Задачи
• a. Как будет выглядеть фрагмент воспоминаний о детстве от «Трудное было время, и» до «знаменитым Самедом Вургуном.» включительно, если заменить в нем «парке» на «саду»? Приведите этот фрагмент с такой заменой.
• b. Верны ли по воспоминаниям о детстве утверждения (i) «До войны семья ездила в купейном вагоне», (ii) «Дома у семьи была наряженная елка» и (iii) «В 1941 году рассказчику исполнилось четырнадцать лет»? На каждое ответьте «да» или «нет» и дословно приведите решающие слова текста.

Отрывок для чтения

══════════════════════════════

Трудное было время, и трудное было у меня детство… Жили мы довольно скромно, правда, до войны папа старался нас вывести то в Минводы, то в какую-нибудь станицу. Мы ездили в самом дешевом плацкарте и снимали какую-нибудь крошечную комнатку, но, все-таки, это было путешествие. И это были интересные встречи. Когда мы жили в Кисловодске, я несколько раз в парке своими глазами видел красивейшую пару – Любовь Орлову и ее мужа, режиссера Александрова. Хотя я тогда еще не очень разбирался в женской красоте, но в жизни она показалась мне намного красивее, чем на экране. В этом же парке любил прогуливаться и писатель Алексей Толстой. А однажды я увидел его в компании со знаменитым Самедом Вургуном.

Я еще застал период, когда только-только разрешили наряжать елки. Дома у нас елки не было – она стоила денег, не говоря уже об игрушках и мишуре. Но зато были пригласительные билеты в клубы, и там нам давали скромный подарок – небольшой мандарин, конфетку, и, надо сказать, это очень хорошо шло. Даже игрушки иногда попадались – маленький простой автомобильчик, а иногда вдруг дарили танк.

Что особенно хорошо помнится моему поколению – это, безусловно, военное время. В 1941 году мне исполнилось четырнадцать лет, и я прекрасно помню, как узнал о том, что началась война… Был жаркий воскресный день, я, как всегда, пропадал на баевской купальне. Она была очень красивой, правда морская вода была не всегда чистой. Но что мне было до этого? В купальне были лягушатник, отделение для мужчин и женщин. Однако меня интересовала только открытая часть, я ее особенно любил, потому что очень хорошо плавал и порой доплывал почти до Наргина… Но это еще было ничего. В Пиршагах, где мы уже после войны иногда отдыхали на даче, мы с братом Кара Караева Мурсалом, заплывали так далеко, что становилась видна деревня, расположенная за довольно высоким холмом. Как же нам потом доставалось! Мне от родителей, а Мурсалу, который прошел всю войну, от брата.

Дома мне строго-настрого запретили ходить в купальню. Но разве можно что-то запретить бакинскому мальчишке, тем более купание в море? Естественно, что этот запрет я нарушал регулярно, и родители бы ничего об этом не узнавали, если бы не моя сестра Гюля. Она, как и все девчонки, была особой серьезной и правильной, и в отличие от родителей, которые с утра до вечера были на работе, постоянно меня подкарауливала. Стоило ей только увидеть мои мокрые вихры, как она тут же в них вцеплялась и, потряхивая меня из стороны в сторону, грозилась все рассказать дома. И часто так и делала… А в тот день, 22 июня, я вдруг увидел ее на бульваре. Она прекрасно знала, где меня можно было найти в летний день. Мое сердце не просто ушло в пятки, оно вообще перестало биться. Фактически, сестра застукала мня на месте преступления, прямо недалеко от купальни. Но, как это ни странно, она даже не проверила мои волосы, а срывающимся, дрожащим голосом сказала: «Знаешь, война началась». До меня даже не сразу дошел смысл сказанного, потому что в голове, как раскаленный молот, билась лишь одна мысль: «Только бы меня не наказали, только бы меня не наказали…» Когда до меня все-таки дошли слова сестры, я с облегчением подумал: «Как хорошо! Значит, меня не накажут!»

══════════════════════════════

Представленные данные
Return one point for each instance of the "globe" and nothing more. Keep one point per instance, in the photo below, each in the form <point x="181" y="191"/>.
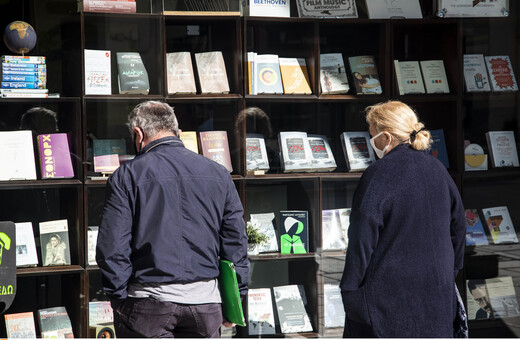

══════════════════════════════

Результаты
• a.
Трудное было время, и трудное было у меня детство… Жили мы довольно скромно, правда, до войны папа старался нас вывести то в Минводы, то в какую-нибудь станицу. Мы ездили в самом дешевом плацкарте и снимали какую-нибудь крошечную комнатку, но, все-таки, это было путешествие. И это были интересные встречи. Когда мы жили в Кисловодске, я несколько раз в саду своими глазами видел красивейшую пару – Любовь Орлову и ее мужа, режиссера Александрова. Хотя я тогда еще не очень разбирался в женской красоте, но в жизни она показалась мне намного красивее, чем на экране. В этом же саду любил прогуливаться и писатель Алексей Толстой. А однажды я увидел его в компании со знаменитым Самедом Вургуном.

• b.
(i) Нет: «Мы ездили в самом дешевом плацкарте».
(ii) Нет: «Дома у нас елки не было».
(iii) Да: «В 1941 году мне исполнилось четырнадцать лет».